-- START GIVEN INFORMATION --
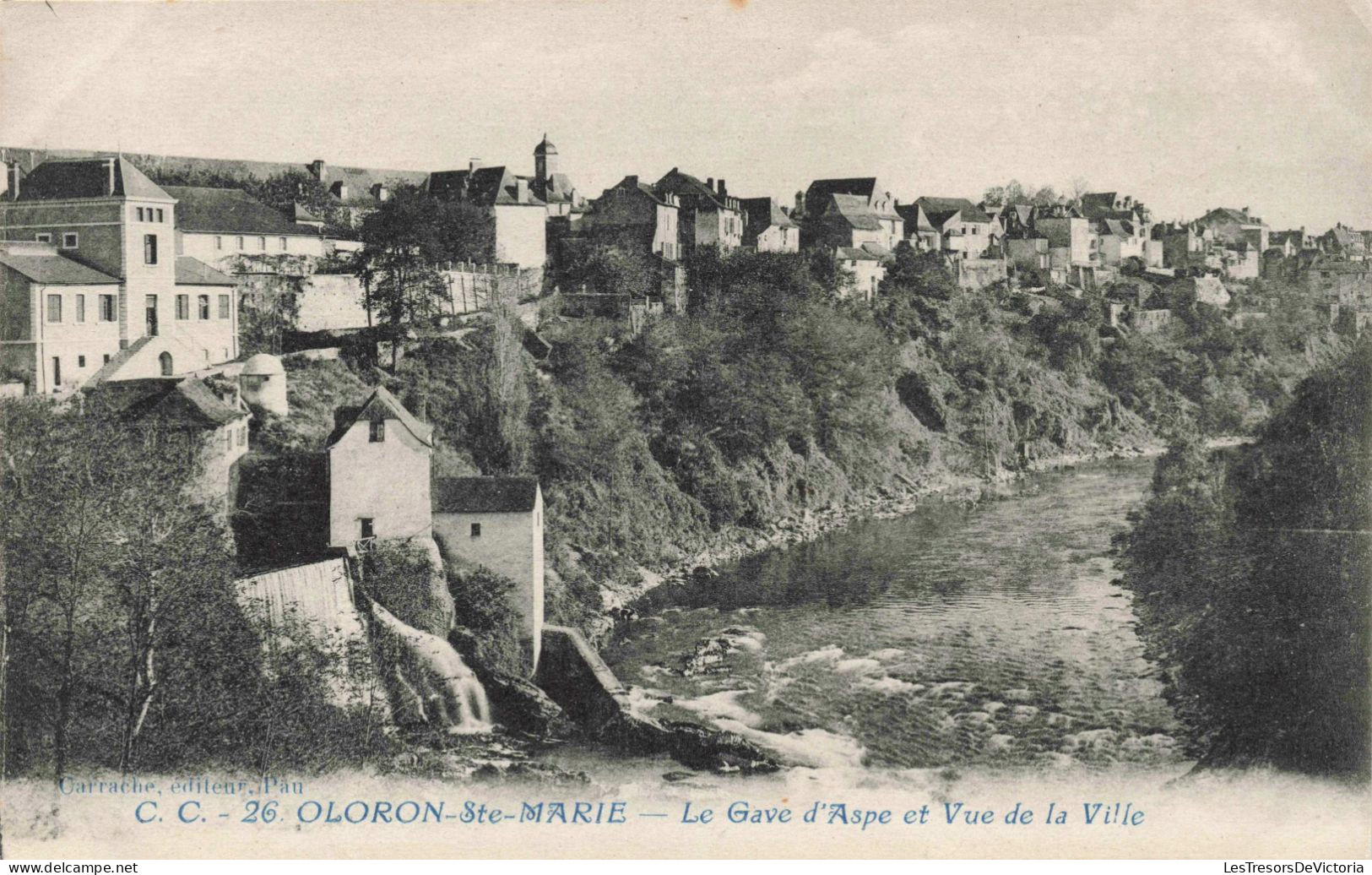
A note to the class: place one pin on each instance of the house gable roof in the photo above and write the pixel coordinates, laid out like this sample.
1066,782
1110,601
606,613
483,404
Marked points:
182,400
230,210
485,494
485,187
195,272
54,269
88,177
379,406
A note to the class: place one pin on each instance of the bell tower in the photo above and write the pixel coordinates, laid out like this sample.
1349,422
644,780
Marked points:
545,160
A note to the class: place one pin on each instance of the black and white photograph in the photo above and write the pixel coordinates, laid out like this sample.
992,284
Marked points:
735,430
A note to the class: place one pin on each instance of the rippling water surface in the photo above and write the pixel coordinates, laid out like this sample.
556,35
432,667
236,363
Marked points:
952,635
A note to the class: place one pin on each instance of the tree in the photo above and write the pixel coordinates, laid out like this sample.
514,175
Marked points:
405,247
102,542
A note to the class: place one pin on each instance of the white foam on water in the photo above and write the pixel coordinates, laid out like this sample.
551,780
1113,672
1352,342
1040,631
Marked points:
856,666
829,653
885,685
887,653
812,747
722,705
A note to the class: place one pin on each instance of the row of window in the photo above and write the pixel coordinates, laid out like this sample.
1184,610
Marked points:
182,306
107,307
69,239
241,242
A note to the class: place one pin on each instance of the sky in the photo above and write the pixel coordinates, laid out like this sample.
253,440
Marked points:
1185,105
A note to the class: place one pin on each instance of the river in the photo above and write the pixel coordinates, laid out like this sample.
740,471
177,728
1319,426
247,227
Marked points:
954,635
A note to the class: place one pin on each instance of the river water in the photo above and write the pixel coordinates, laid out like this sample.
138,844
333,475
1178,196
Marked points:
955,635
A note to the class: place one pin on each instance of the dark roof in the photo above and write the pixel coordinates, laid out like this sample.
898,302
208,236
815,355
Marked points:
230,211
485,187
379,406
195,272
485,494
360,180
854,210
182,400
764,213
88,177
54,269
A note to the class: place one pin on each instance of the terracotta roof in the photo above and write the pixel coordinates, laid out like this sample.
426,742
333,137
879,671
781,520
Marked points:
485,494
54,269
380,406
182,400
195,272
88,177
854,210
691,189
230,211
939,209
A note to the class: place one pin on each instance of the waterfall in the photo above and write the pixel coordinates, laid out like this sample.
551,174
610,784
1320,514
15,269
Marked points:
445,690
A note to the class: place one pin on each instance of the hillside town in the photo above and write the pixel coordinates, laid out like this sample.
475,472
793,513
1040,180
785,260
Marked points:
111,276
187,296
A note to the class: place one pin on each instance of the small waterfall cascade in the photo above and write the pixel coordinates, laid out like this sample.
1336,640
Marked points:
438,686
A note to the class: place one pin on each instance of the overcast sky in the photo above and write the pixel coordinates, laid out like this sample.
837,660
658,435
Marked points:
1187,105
-- END GIVEN INFORMATION --
-- START GIVEN INFORMATION --
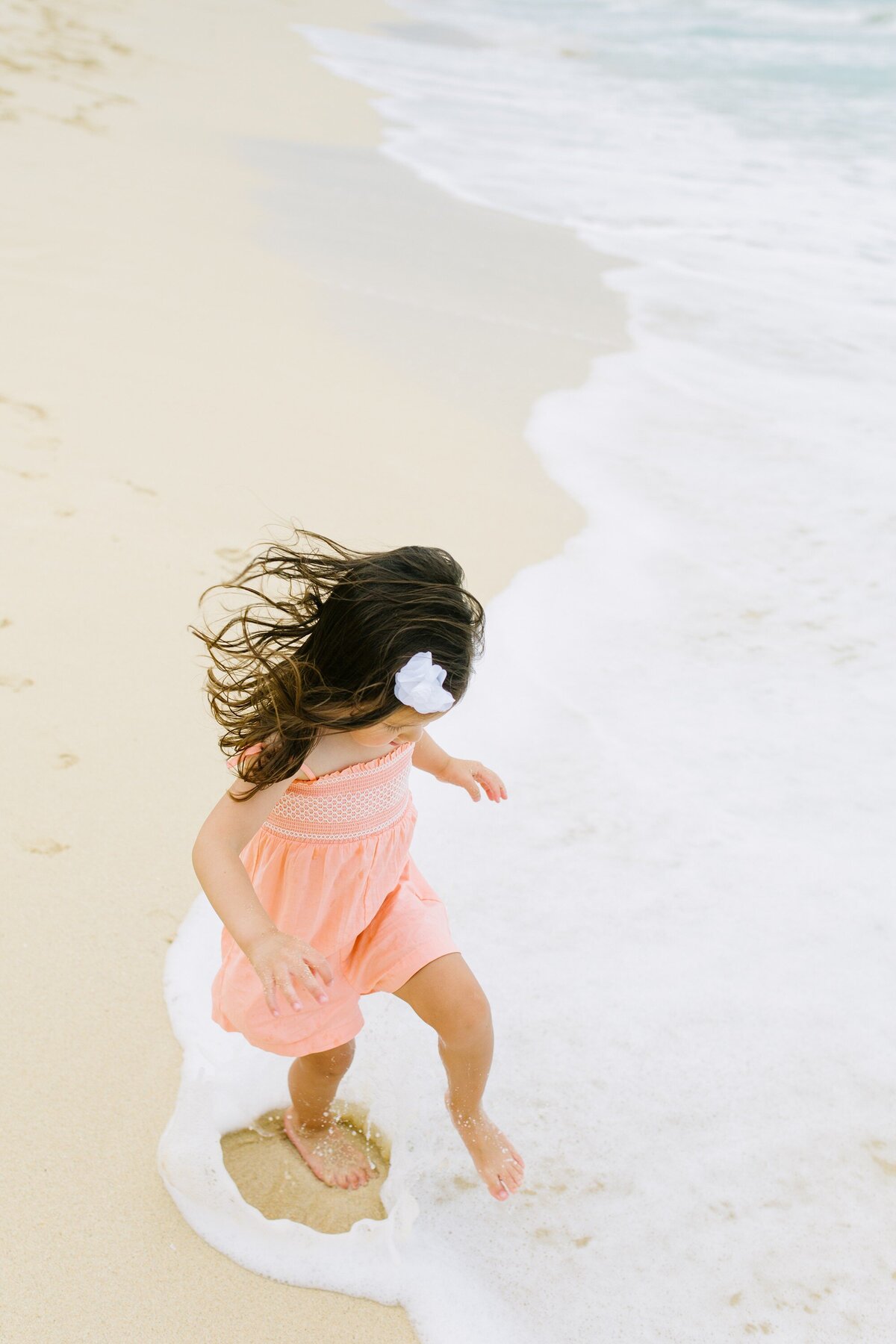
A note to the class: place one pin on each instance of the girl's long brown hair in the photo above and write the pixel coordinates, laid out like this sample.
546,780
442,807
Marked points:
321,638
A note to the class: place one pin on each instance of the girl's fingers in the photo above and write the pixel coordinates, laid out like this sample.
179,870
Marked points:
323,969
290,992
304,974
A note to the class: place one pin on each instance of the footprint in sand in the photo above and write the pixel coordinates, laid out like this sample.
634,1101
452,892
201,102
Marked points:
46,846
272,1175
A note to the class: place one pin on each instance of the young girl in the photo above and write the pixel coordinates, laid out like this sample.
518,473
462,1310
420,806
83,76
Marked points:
-- END GIVEN INFORMATION --
**TASK INSTRUCTIONS**
Pick out every line in the rows above that contains the word "white", matching its case exactly.

**OUTPUT OF THE TASK**
A note to the class: place one pin on each instance of the black and white photograph in the photo above and write the pixel coordinates, laid out like this sample.
A note to the class: place one pin on each instance of the white foam on water in the photo above and write the pixel coordinates, laid out like this sample.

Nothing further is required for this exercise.